=== Begin Enclosure ===
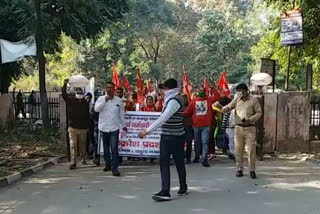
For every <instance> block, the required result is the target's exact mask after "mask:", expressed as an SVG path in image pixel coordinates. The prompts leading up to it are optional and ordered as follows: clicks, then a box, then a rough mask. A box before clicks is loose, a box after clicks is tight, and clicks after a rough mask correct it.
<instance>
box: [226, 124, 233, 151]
mask: <svg viewBox="0 0 320 214" xmlns="http://www.w3.org/2000/svg"><path fill="white" fill-rule="evenodd" d="M226 134H227V137H228V139H229V150H230V152H231V153H232V154H233V155H235V145H234V128H227V130H226Z"/></svg>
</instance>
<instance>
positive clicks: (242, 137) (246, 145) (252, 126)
mask: <svg viewBox="0 0 320 214" xmlns="http://www.w3.org/2000/svg"><path fill="white" fill-rule="evenodd" d="M244 149H245V150H246V152H247V155H248V168H249V171H250V172H251V171H255V169H256V128H255V127H254V126H250V127H241V126H236V128H235V152H236V165H237V170H241V171H242V170H243V153H244Z"/></svg>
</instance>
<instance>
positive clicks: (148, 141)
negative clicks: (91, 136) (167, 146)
mask: <svg viewBox="0 0 320 214" xmlns="http://www.w3.org/2000/svg"><path fill="white" fill-rule="evenodd" d="M160 114H161V113H159V112H134V111H128V112H126V114H125V121H126V127H127V129H128V131H127V132H124V131H121V132H120V136H119V156H124V157H150V158H155V157H159V154H160V134H161V129H158V130H156V131H155V132H153V133H152V134H150V135H148V136H147V137H146V138H143V139H140V138H139V137H138V134H139V132H140V131H141V130H144V129H147V128H148V127H149V126H150V125H151V124H152V123H153V122H154V121H156V120H157V119H158V118H159V116H160ZM98 145H99V151H100V154H103V146H102V145H103V143H102V137H100V136H99V144H98Z"/></svg>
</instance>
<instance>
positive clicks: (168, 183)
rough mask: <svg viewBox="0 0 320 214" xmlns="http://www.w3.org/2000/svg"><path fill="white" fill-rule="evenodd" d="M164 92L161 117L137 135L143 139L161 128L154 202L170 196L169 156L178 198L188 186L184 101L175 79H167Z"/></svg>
mask: <svg viewBox="0 0 320 214" xmlns="http://www.w3.org/2000/svg"><path fill="white" fill-rule="evenodd" d="M164 85H165V87H166V90H167V91H166V92H165V97H164V103H165V106H164V109H163V111H162V114H161V116H160V117H159V119H158V120H156V121H155V122H154V123H153V124H152V125H151V126H150V127H149V128H148V129H147V130H144V131H142V132H140V133H139V137H140V138H143V137H145V136H146V135H147V134H149V133H150V132H152V131H154V130H156V129H157V128H159V127H162V134H161V140H160V172H161V181H162V189H161V191H160V192H159V193H157V194H154V195H153V197H152V198H153V199H154V200H156V201H169V200H171V195H170V155H171V154H172V155H173V158H174V161H175V164H176V167H177V171H178V175H179V182H180V189H179V191H178V195H179V196H183V195H186V194H187V191H188V186H187V182H186V168H185V165H184V139H185V138H184V135H185V131H184V125H183V110H184V100H183V98H182V97H181V96H180V88H178V85H177V81H176V80H175V79H168V80H167V81H166V82H165V84H164Z"/></svg>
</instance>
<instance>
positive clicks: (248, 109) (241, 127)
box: [223, 95, 262, 172]
mask: <svg viewBox="0 0 320 214" xmlns="http://www.w3.org/2000/svg"><path fill="white" fill-rule="evenodd" d="M232 109H235V110H236V114H235V124H236V127H235V152H236V165H237V170H241V171H242V170H243V152H244V150H245V149H246V152H247V154H248V167H249V171H250V172H251V171H255V168H256V127H255V123H256V122H257V121H258V120H259V119H260V117H261V116H262V110H261V107H260V104H259V101H258V100H257V99H256V98H255V97H253V96H251V95H249V96H248V99H247V100H246V101H244V100H243V99H240V98H238V99H234V100H232V102H231V103H230V104H229V105H227V106H226V107H224V108H223V111H224V112H228V111H231V110H232ZM243 119H245V120H247V121H248V120H249V121H250V123H249V125H245V124H243V122H242V120H243Z"/></svg>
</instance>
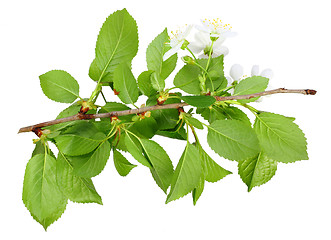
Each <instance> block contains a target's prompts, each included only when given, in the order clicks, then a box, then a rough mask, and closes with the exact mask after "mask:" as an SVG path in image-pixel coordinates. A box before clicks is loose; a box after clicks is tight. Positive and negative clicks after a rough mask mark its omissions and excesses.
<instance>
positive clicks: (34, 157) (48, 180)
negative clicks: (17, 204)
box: [22, 154, 67, 230]
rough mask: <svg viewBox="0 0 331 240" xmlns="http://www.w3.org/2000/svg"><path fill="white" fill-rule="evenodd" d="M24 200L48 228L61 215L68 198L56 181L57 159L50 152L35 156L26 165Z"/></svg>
mask: <svg viewBox="0 0 331 240" xmlns="http://www.w3.org/2000/svg"><path fill="white" fill-rule="evenodd" d="M22 198H23V202H24V204H25V206H26V208H27V209H28V210H29V211H30V213H31V215H32V217H33V218H34V219H35V220H36V221H37V222H39V223H40V224H41V225H42V226H43V227H44V229H45V230H46V229H47V227H48V226H49V225H51V224H52V223H53V222H54V221H56V220H57V219H58V218H60V217H61V215H62V213H63V212H64V210H65V208H66V205H67V198H66V197H65V196H64V195H63V193H62V192H61V191H60V189H59V188H58V185H57V182H56V160H55V158H53V157H52V156H51V155H48V154H37V155H35V156H33V157H32V158H31V159H30V160H29V162H28V164H27V165H26V169H25V175H24V182H23V196H22Z"/></svg>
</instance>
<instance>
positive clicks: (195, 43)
mask: <svg viewBox="0 0 331 240" xmlns="http://www.w3.org/2000/svg"><path fill="white" fill-rule="evenodd" d="M193 26H194V25H192V24H191V25H187V26H186V27H185V28H184V29H179V30H177V31H176V32H171V33H172V37H171V39H170V42H169V45H170V47H171V49H170V50H169V51H167V52H166V53H165V54H164V57H163V60H164V61H165V60H167V59H168V58H169V57H171V56H172V55H174V54H175V53H177V52H178V51H179V50H180V49H182V50H184V49H187V50H189V51H190V52H191V53H192V54H199V55H198V57H199V58H208V57H209V56H211V57H217V56H220V55H227V54H228V52H229V49H228V48H227V47H226V46H224V45H223V43H224V41H225V39H226V38H228V37H233V36H235V35H236V33H234V32H232V31H231V29H232V27H231V26H230V25H229V24H223V22H222V21H221V20H220V19H214V20H207V19H204V20H201V25H195V29H197V30H198V32H196V33H195V35H194V41H193V42H189V41H188V40H187V38H188V36H189V34H190V33H191V31H192V29H193Z"/></svg>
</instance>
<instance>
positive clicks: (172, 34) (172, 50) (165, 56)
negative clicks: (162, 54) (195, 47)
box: [163, 24, 193, 61]
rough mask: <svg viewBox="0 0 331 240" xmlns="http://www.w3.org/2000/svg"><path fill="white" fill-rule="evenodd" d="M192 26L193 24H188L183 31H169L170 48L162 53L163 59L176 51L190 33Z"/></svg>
mask: <svg viewBox="0 0 331 240" xmlns="http://www.w3.org/2000/svg"><path fill="white" fill-rule="evenodd" d="M192 27H193V25H192V24H190V25H188V26H187V27H186V28H185V30H184V31H183V30H181V29H179V30H177V31H176V32H171V33H172V37H171V38H170V43H169V45H170V47H171V48H170V50H168V51H167V52H166V53H165V54H164V55H163V61H165V60H167V59H168V58H169V57H171V56H172V55H174V54H175V53H177V52H178V51H179V49H181V47H182V46H183V44H184V43H185V41H186V38H187V36H188V35H189V34H190V32H191V29H192Z"/></svg>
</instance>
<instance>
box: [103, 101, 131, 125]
mask: <svg viewBox="0 0 331 240" xmlns="http://www.w3.org/2000/svg"><path fill="white" fill-rule="evenodd" d="M129 109H130V108H129V107H128V106H126V105H125V104H123V103H118V102H107V103H106V104H105V105H104V106H102V107H101V109H100V110H99V113H106V112H115V111H124V110H129ZM132 116H133V115H132V114H130V115H125V116H119V117H118V118H119V119H120V120H126V121H131V119H132ZM100 120H101V121H107V122H109V119H107V118H101V119H100Z"/></svg>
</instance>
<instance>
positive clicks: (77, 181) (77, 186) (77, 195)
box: [56, 152, 102, 205]
mask: <svg viewBox="0 0 331 240" xmlns="http://www.w3.org/2000/svg"><path fill="white" fill-rule="evenodd" d="M56 181H57V184H58V186H59V188H60V190H61V191H62V192H63V194H64V195H65V196H66V197H67V198H69V199H70V200H71V201H73V202H78V203H93V202H94V203H98V204H101V205H102V200H101V197H100V195H99V194H98V193H97V191H96V190H95V187H94V185H93V182H92V180H91V179H89V178H83V177H79V176H76V175H75V174H74V169H73V166H72V164H71V163H70V160H69V159H68V158H67V157H66V156H65V155H64V154H63V153H61V152H59V155H58V157H57V159H56Z"/></svg>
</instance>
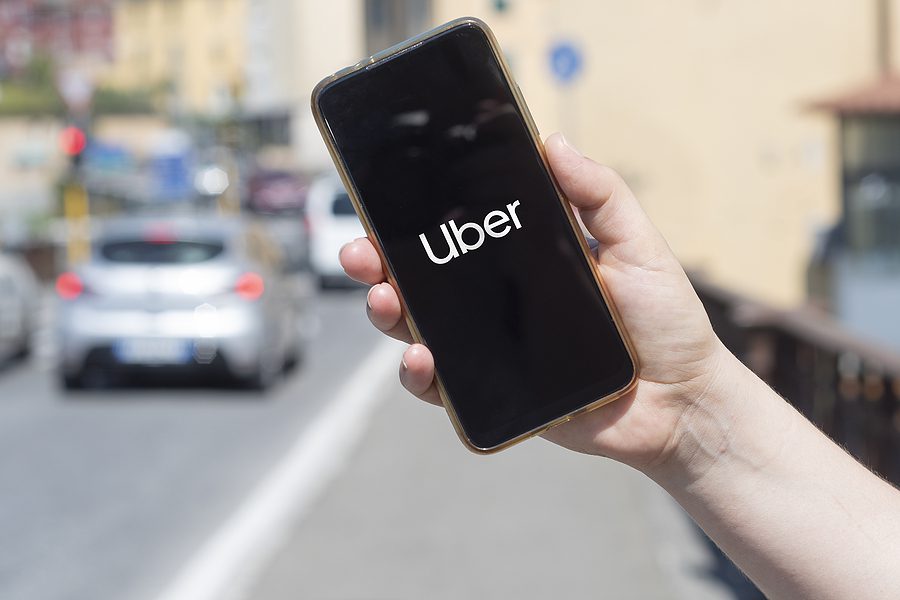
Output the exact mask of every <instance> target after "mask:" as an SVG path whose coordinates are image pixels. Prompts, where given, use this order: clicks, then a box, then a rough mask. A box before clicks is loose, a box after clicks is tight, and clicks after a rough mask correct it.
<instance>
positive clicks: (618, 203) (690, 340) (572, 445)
=== End Enclosure ===
Count the lines in the entries above that contain the string "rough", and state only that number.

* _Exercise output_: 6